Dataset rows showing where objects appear
---

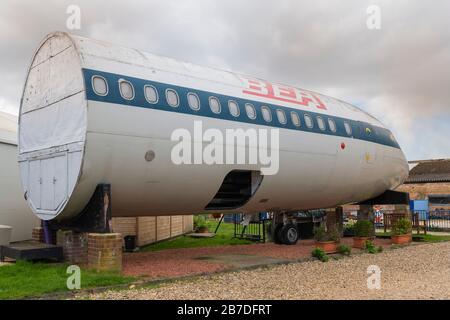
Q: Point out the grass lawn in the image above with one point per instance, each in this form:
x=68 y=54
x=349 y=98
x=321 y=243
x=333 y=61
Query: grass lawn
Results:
x=422 y=237
x=25 y=279
x=223 y=237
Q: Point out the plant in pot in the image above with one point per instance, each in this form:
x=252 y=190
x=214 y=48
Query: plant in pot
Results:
x=327 y=240
x=401 y=231
x=349 y=228
x=200 y=225
x=363 y=231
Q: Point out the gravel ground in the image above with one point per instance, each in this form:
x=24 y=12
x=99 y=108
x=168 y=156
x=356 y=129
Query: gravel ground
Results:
x=414 y=272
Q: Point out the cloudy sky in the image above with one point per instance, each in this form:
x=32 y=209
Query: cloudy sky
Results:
x=400 y=73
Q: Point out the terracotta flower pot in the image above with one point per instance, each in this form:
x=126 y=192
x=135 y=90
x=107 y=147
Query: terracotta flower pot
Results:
x=401 y=239
x=360 y=242
x=327 y=246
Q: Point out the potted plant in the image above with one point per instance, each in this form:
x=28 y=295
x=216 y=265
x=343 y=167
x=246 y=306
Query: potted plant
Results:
x=363 y=230
x=327 y=240
x=200 y=225
x=401 y=231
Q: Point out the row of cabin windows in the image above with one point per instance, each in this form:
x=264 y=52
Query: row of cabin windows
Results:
x=100 y=87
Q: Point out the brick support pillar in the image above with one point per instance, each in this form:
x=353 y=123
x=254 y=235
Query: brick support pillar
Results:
x=75 y=246
x=105 y=251
x=331 y=219
x=340 y=220
x=365 y=212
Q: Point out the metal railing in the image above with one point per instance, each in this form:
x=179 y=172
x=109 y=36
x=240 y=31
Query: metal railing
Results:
x=255 y=230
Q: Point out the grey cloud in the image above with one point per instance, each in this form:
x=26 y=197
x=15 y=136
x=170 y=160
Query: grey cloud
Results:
x=400 y=73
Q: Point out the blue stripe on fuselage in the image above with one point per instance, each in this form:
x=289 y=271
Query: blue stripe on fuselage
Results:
x=377 y=134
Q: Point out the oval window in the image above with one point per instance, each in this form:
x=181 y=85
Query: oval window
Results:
x=332 y=125
x=214 y=104
x=151 y=95
x=99 y=85
x=348 y=128
x=250 y=109
x=321 y=123
x=308 y=121
x=126 y=89
x=234 y=108
x=295 y=119
x=172 y=98
x=267 y=115
x=281 y=116
x=194 y=101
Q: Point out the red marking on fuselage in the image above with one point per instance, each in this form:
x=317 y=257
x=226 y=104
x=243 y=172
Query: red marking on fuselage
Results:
x=268 y=90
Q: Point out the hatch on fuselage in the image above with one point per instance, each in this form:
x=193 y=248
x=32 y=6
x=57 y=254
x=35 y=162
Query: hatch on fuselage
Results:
x=237 y=188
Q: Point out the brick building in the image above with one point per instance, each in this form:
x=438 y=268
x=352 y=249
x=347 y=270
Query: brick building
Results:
x=429 y=180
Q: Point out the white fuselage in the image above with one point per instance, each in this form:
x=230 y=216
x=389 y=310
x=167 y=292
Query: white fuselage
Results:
x=90 y=139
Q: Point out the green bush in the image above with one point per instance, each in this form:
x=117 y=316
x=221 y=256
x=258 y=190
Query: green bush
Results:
x=321 y=234
x=363 y=228
x=402 y=226
x=344 y=249
x=320 y=254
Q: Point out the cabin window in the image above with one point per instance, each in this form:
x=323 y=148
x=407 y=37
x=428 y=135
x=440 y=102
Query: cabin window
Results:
x=126 y=89
x=234 y=108
x=99 y=85
x=267 y=115
x=172 y=98
x=321 y=123
x=194 y=101
x=295 y=119
x=214 y=104
x=281 y=116
x=151 y=95
x=308 y=121
x=332 y=124
x=250 y=109
x=348 y=128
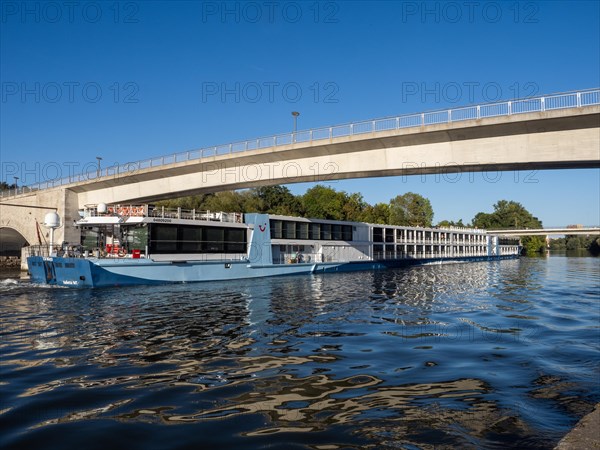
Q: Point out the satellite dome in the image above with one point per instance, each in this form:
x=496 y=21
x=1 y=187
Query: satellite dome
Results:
x=52 y=220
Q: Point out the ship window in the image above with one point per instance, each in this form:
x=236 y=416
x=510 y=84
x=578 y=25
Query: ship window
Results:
x=276 y=229
x=302 y=230
x=214 y=239
x=326 y=231
x=190 y=239
x=336 y=234
x=377 y=234
x=164 y=238
x=314 y=231
x=389 y=235
x=347 y=233
x=235 y=240
x=289 y=230
x=377 y=251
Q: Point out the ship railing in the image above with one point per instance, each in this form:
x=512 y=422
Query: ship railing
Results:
x=37 y=250
x=566 y=100
x=193 y=214
x=164 y=212
x=299 y=258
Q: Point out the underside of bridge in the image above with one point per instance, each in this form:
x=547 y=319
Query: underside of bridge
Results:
x=11 y=242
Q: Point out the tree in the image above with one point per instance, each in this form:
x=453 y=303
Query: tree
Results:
x=512 y=215
x=411 y=209
x=275 y=200
x=378 y=213
x=321 y=202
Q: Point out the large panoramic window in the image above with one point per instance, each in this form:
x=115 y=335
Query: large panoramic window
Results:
x=287 y=229
x=171 y=238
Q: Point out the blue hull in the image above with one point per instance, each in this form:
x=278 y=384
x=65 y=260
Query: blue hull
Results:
x=92 y=273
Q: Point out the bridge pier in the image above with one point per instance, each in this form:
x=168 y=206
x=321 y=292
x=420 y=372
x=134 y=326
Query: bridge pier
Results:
x=22 y=218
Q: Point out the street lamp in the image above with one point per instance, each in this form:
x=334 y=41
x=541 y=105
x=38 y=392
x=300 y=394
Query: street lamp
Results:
x=98 y=171
x=295 y=114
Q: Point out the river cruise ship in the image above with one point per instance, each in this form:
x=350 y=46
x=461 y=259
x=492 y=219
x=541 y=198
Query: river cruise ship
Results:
x=131 y=245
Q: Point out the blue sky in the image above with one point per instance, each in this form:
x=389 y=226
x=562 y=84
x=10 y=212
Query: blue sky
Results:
x=130 y=80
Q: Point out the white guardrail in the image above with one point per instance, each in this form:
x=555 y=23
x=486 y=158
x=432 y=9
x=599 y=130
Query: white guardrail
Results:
x=567 y=100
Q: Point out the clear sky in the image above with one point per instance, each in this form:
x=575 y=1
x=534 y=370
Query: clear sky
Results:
x=130 y=80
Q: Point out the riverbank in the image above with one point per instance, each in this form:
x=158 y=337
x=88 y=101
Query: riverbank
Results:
x=586 y=433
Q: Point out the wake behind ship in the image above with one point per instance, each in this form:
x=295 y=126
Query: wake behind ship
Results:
x=133 y=245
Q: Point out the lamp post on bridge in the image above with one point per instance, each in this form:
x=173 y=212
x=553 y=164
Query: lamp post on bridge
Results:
x=99 y=158
x=295 y=114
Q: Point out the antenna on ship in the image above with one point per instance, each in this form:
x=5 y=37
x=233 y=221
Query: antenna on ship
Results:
x=52 y=221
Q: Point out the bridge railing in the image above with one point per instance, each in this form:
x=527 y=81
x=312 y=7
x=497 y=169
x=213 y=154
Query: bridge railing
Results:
x=567 y=100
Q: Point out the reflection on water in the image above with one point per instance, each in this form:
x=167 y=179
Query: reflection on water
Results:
x=481 y=355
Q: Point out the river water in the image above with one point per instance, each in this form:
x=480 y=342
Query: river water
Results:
x=479 y=355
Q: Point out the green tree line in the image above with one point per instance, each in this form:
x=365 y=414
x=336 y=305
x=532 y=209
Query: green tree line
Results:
x=577 y=242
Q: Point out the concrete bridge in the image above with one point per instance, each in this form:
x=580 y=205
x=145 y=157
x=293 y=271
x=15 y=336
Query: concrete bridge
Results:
x=550 y=132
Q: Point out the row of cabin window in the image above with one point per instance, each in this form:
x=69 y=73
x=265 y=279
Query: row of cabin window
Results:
x=287 y=229
x=192 y=239
x=387 y=235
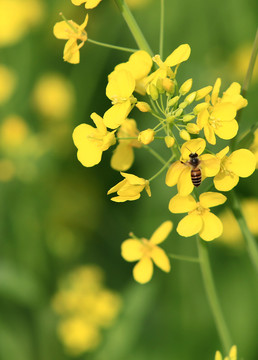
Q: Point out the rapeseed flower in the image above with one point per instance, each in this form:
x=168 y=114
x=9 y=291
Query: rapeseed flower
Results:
x=72 y=32
x=123 y=156
x=119 y=90
x=146 y=252
x=199 y=219
x=241 y=163
x=130 y=188
x=91 y=142
x=180 y=171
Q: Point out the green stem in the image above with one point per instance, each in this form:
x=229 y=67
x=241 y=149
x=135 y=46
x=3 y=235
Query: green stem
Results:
x=111 y=46
x=133 y=26
x=184 y=258
x=248 y=236
x=212 y=295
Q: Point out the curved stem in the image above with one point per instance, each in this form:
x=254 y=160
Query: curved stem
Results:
x=133 y=26
x=212 y=295
x=247 y=235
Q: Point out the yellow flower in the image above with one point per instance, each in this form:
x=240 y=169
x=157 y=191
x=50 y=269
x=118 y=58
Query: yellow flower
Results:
x=119 y=90
x=232 y=354
x=219 y=118
x=91 y=142
x=241 y=163
x=180 y=171
x=129 y=188
x=146 y=252
x=123 y=156
x=72 y=32
x=199 y=219
x=89 y=4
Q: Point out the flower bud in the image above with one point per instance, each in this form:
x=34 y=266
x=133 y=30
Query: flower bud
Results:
x=169 y=140
x=143 y=106
x=198 y=108
x=146 y=136
x=184 y=135
x=186 y=87
x=193 y=128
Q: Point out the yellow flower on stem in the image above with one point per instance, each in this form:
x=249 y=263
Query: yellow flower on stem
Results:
x=199 y=219
x=123 y=156
x=219 y=118
x=91 y=142
x=69 y=30
x=241 y=163
x=180 y=171
x=146 y=252
x=130 y=188
x=119 y=90
x=89 y=4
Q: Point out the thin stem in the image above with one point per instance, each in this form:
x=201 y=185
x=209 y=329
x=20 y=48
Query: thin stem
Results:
x=248 y=236
x=111 y=46
x=212 y=295
x=184 y=258
x=133 y=26
x=161 y=33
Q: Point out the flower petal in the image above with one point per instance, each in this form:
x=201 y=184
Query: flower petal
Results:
x=190 y=225
x=180 y=204
x=212 y=227
x=142 y=272
x=161 y=233
x=131 y=250
x=160 y=259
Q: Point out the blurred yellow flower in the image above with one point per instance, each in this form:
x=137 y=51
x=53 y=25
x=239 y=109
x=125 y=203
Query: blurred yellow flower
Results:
x=89 y=4
x=199 y=219
x=180 y=171
x=17 y=17
x=130 y=188
x=54 y=96
x=123 y=156
x=7 y=83
x=241 y=163
x=72 y=32
x=146 y=252
x=91 y=142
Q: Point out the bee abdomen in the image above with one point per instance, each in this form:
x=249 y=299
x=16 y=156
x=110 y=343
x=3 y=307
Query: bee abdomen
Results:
x=196 y=177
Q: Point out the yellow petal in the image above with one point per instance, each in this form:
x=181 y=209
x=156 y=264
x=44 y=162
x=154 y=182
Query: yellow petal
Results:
x=185 y=185
x=174 y=172
x=180 y=204
x=131 y=250
x=161 y=233
x=142 y=272
x=225 y=181
x=212 y=227
x=242 y=162
x=122 y=158
x=227 y=129
x=190 y=225
x=210 y=199
x=179 y=55
x=160 y=259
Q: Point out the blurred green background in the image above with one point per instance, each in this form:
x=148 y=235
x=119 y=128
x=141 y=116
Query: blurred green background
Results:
x=56 y=218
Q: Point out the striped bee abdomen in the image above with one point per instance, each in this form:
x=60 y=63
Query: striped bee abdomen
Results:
x=196 y=177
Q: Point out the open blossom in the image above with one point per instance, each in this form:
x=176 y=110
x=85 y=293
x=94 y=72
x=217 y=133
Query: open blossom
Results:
x=71 y=32
x=123 y=156
x=146 y=252
x=180 y=171
x=91 y=142
x=199 y=219
x=130 y=188
x=119 y=90
x=241 y=163
x=219 y=118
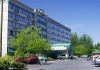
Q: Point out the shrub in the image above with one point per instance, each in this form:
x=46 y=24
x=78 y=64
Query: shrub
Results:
x=17 y=65
x=4 y=64
x=50 y=59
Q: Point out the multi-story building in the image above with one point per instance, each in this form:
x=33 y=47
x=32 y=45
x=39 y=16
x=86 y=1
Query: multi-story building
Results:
x=17 y=15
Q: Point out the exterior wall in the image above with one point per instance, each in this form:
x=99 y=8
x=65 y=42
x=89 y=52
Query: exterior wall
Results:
x=58 y=33
x=4 y=27
x=17 y=16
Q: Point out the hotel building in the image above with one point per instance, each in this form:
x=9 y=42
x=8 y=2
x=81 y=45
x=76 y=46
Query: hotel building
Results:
x=15 y=15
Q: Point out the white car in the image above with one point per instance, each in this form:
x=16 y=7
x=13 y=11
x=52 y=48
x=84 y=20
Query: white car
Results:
x=97 y=61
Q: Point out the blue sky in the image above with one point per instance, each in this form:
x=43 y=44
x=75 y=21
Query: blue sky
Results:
x=82 y=16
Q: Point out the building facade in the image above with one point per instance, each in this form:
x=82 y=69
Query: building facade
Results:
x=17 y=15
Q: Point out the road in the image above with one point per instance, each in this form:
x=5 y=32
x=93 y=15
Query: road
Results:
x=78 y=64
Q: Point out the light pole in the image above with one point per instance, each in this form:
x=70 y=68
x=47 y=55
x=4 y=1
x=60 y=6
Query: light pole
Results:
x=1 y=27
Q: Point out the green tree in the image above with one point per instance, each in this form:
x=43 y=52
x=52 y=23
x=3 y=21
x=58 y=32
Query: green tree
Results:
x=29 y=40
x=80 y=50
x=87 y=41
x=74 y=39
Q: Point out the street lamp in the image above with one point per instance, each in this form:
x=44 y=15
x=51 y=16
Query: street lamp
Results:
x=1 y=27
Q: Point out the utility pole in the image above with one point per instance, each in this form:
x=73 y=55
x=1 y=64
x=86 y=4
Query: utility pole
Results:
x=1 y=27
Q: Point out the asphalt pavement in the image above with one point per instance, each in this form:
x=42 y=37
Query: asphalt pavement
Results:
x=76 y=64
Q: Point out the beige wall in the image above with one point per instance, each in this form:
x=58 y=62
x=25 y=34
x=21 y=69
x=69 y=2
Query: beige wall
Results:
x=4 y=27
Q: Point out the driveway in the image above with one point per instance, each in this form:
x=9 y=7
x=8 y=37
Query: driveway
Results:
x=77 y=64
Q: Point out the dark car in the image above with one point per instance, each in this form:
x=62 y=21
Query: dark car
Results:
x=29 y=60
x=32 y=60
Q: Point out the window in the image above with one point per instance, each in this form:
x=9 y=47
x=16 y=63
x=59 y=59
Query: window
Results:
x=30 y=22
x=20 y=10
x=11 y=32
x=25 y=12
x=30 y=15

---

*Description of the task*. Output the lines as a numbered list, leaving out any blank lines: start at the line containing "Q: Point out the white fuselage" and end after the line containing "x=320 y=254".

*Full solution*.
1. Q: Point out the white fuselage in the image above with one point per instance, each in this form:
2. x=230 y=216
3. x=389 y=310
4. x=167 y=292
5. Query: white fuselage
6. Results:
7. x=90 y=139
8. Q: Point out the green bush in the image above with one point per instance, each in this form:
9. x=117 y=316
10. x=221 y=256
11. x=258 y=190
12. Query: green bush
13. Results:
14. x=321 y=234
15. x=363 y=228
16. x=402 y=226
17. x=344 y=249
18. x=320 y=254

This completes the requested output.